● Task description
Retype the items from the first line up to and including the line with "(212, 382), (254, 406)". Leave the pictures out of your copy.

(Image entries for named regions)
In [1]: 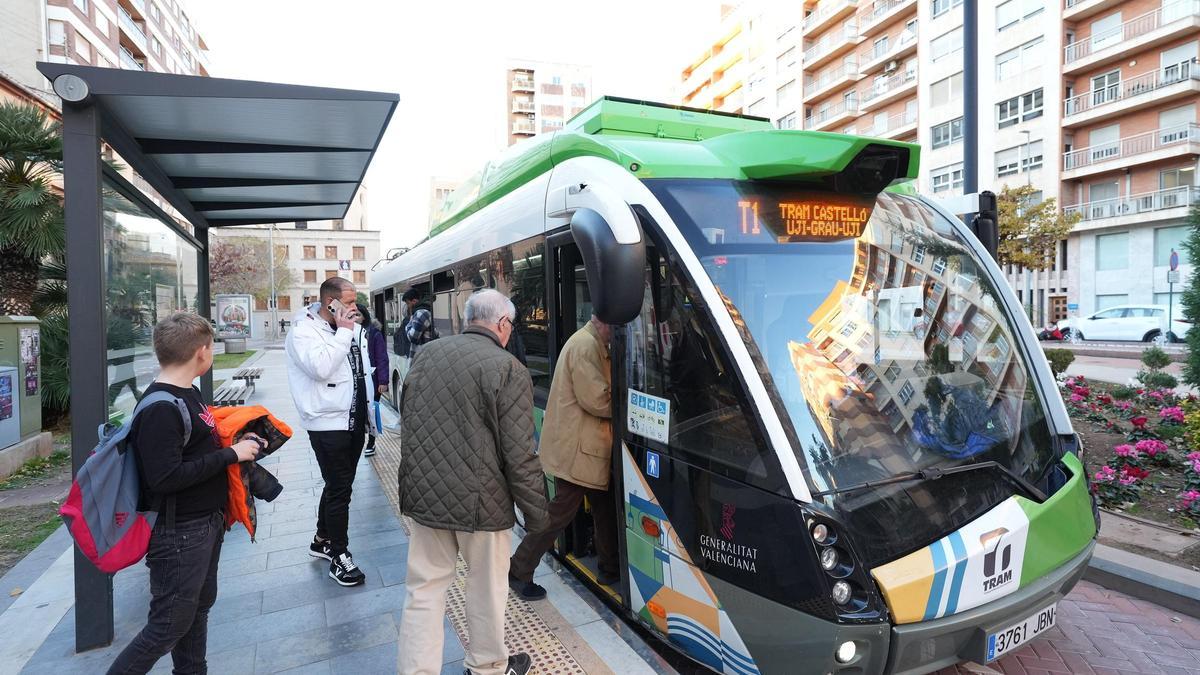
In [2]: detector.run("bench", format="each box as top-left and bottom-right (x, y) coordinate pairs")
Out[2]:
(230, 368), (263, 387)
(212, 382), (254, 406)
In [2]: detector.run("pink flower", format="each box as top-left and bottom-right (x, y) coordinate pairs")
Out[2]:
(1158, 406), (1183, 424)
(1136, 438), (1166, 456)
(1112, 444), (1138, 459)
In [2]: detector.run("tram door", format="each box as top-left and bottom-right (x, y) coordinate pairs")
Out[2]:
(546, 232), (624, 604)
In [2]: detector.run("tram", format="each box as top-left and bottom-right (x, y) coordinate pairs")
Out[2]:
(372, 97), (1098, 675)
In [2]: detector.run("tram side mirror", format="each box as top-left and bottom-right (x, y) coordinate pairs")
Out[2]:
(571, 204), (646, 325)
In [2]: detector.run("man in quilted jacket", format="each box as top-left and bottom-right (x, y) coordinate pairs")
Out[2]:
(398, 289), (548, 675)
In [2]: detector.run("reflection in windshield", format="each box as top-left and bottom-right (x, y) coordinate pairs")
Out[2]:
(655, 181), (1052, 560)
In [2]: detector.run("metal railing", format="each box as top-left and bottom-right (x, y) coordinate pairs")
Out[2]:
(1062, 60), (1200, 117)
(863, 71), (917, 103)
(1062, 123), (1200, 171)
(858, 105), (917, 136)
(1062, 185), (1200, 221)
(1062, 0), (1200, 64)
(804, 23), (859, 62)
(804, 0), (854, 30)
(121, 47), (146, 71)
(804, 98), (858, 129)
(804, 56), (858, 96)
(858, 0), (912, 30)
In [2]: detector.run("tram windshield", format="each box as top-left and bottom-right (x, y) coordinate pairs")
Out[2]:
(647, 179), (1055, 565)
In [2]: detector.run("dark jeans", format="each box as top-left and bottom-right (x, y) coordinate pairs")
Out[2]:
(308, 429), (366, 554)
(108, 512), (224, 675)
(509, 477), (620, 581)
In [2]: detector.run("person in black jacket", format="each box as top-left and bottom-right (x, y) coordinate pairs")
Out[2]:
(108, 312), (265, 674)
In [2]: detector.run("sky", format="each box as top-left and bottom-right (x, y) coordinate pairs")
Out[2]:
(186, 0), (719, 251)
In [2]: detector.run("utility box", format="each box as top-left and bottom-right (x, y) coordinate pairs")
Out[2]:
(0, 316), (42, 439)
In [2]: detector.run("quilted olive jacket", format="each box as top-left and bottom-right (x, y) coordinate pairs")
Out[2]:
(398, 327), (548, 532)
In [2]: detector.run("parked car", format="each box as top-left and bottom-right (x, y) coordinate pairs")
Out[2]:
(1058, 305), (1192, 344)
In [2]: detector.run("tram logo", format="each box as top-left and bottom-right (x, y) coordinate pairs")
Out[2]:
(721, 504), (738, 539)
(979, 527), (1013, 593)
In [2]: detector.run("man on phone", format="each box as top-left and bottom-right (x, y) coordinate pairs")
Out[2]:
(286, 276), (371, 586)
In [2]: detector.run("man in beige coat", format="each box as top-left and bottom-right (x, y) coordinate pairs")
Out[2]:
(509, 316), (619, 601)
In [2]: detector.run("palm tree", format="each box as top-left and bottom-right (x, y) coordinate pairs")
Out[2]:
(0, 103), (66, 316)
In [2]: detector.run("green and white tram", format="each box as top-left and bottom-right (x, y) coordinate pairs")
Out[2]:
(373, 98), (1097, 675)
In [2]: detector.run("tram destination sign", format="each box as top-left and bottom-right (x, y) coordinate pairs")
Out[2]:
(734, 191), (875, 244)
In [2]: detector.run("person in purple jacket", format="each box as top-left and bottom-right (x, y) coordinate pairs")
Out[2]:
(358, 303), (390, 456)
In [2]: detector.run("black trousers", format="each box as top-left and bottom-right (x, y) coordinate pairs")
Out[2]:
(509, 477), (620, 581)
(308, 429), (366, 554)
(108, 512), (224, 675)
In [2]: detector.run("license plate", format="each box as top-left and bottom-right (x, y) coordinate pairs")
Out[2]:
(985, 604), (1058, 662)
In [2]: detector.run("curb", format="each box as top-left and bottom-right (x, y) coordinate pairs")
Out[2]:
(1084, 544), (1200, 619)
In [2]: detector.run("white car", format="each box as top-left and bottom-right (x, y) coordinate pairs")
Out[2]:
(1058, 305), (1192, 344)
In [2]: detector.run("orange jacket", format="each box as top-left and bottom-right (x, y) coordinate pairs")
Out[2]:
(211, 406), (292, 542)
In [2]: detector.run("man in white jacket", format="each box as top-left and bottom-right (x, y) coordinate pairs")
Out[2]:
(287, 276), (371, 586)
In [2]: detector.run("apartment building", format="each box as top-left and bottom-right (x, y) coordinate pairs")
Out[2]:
(505, 61), (593, 145)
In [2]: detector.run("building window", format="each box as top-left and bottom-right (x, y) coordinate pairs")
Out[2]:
(934, 0), (962, 17)
(1153, 225), (1192, 267)
(929, 26), (962, 62)
(1096, 232), (1129, 271)
(930, 162), (962, 192)
(996, 89), (1043, 129)
(932, 118), (962, 148)
(929, 72), (962, 107)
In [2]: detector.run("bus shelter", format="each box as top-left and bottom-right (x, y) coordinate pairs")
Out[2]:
(37, 62), (400, 651)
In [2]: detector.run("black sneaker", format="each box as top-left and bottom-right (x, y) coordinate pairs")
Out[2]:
(329, 551), (367, 586)
(462, 652), (533, 675)
(509, 575), (546, 598)
(308, 537), (334, 560)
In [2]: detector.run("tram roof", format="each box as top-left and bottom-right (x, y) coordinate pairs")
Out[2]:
(430, 96), (919, 237)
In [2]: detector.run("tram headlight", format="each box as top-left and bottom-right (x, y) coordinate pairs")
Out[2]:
(833, 581), (851, 604)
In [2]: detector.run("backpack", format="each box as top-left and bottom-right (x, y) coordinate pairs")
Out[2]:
(59, 392), (192, 574)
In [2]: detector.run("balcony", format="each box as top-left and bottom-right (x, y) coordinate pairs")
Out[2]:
(863, 70), (917, 113)
(121, 47), (146, 71)
(858, 0), (917, 37)
(800, 0), (858, 34)
(803, 22), (859, 71)
(804, 98), (859, 131)
(1062, 185), (1200, 232)
(858, 110), (917, 141)
(1062, 123), (1200, 180)
(804, 56), (862, 98)
(858, 30), (917, 74)
(1062, 0), (1200, 74)
(1062, 61), (1200, 129)
(116, 6), (148, 50)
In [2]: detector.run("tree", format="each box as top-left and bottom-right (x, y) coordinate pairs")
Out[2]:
(996, 185), (1082, 270)
(0, 103), (66, 316)
(209, 237), (295, 301)
(1180, 207), (1200, 387)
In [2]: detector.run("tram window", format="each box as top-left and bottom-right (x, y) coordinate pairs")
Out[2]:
(626, 254), (773, 483)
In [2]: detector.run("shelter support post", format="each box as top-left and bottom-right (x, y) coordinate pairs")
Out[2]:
(62, 102), (113, 651)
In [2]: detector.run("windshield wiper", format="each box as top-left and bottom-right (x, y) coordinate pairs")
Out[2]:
(812, 460), (1046, 502)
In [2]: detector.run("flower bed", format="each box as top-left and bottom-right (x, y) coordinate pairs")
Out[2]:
(1060, 376), (1200, 530)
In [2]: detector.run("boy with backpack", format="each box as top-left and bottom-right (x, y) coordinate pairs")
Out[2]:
(108, 312), (265, 674)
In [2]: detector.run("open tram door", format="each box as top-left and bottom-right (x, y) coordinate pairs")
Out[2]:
(546, 198), (644, 607)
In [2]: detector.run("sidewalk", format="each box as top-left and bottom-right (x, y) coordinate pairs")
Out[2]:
(0, 350), (672, 675)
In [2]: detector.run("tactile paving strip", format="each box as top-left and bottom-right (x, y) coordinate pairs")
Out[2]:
(371, 437), (587, 675)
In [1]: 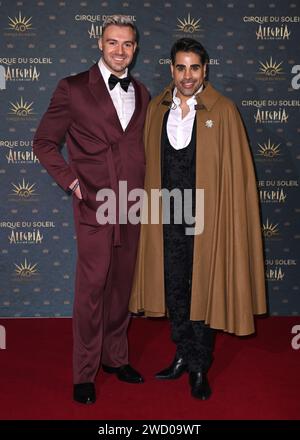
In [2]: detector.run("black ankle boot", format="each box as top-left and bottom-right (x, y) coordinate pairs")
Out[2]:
(190, 371), (211, 400)
(155, 356), (187, 380)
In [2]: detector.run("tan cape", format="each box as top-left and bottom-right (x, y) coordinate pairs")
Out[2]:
(129, 83), (266, 336)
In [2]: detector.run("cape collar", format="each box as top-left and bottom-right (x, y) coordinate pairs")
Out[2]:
(159, 81), (221, 111)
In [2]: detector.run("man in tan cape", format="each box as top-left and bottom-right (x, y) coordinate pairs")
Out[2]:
(130, 38), (266, 400)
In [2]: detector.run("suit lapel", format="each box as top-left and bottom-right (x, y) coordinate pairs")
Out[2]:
(125, 77), (142, 132)
(89, 64), (123, 133)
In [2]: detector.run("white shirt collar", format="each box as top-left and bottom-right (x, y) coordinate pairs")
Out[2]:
(173, 84), (203, 107)
(98, 58), (128, 84)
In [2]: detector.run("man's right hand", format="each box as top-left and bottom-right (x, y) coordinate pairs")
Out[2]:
(69, 179), (82, 200)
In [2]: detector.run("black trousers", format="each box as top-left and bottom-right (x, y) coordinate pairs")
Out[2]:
(164, 224), (215, 372)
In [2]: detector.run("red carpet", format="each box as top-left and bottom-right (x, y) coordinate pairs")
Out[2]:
(0, 317), (300, 420)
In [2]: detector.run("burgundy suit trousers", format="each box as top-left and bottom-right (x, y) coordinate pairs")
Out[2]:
(73, 196), (140, 384)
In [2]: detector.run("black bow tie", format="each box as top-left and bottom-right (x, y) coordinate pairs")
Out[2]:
(108, 74), (131, 92)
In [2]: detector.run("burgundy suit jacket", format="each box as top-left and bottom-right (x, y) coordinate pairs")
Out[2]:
(33, 64), (149, 241)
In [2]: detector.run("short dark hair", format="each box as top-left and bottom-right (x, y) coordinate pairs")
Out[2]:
(102, 14), (137, 40)
(171, 38), (209, 65)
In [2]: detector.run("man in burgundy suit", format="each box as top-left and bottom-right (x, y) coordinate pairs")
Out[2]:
(33, 15), (149, 404)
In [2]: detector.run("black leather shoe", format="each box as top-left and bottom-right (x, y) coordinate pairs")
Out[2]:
(155, 356), (187, 380)
(102, 364), (144, 383)
(73, 382), (96, 405)
(190, 371), (211, 400)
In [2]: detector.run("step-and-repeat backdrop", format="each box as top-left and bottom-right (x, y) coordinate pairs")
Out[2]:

● Task solution
In [1]: 
In [2]: detector.run("bench", format="each box as top-left and bottom-right (x, y) coordinate pairs")
Out[2]:
(230, 368), (263, 387)
(212, 382), (254, 406)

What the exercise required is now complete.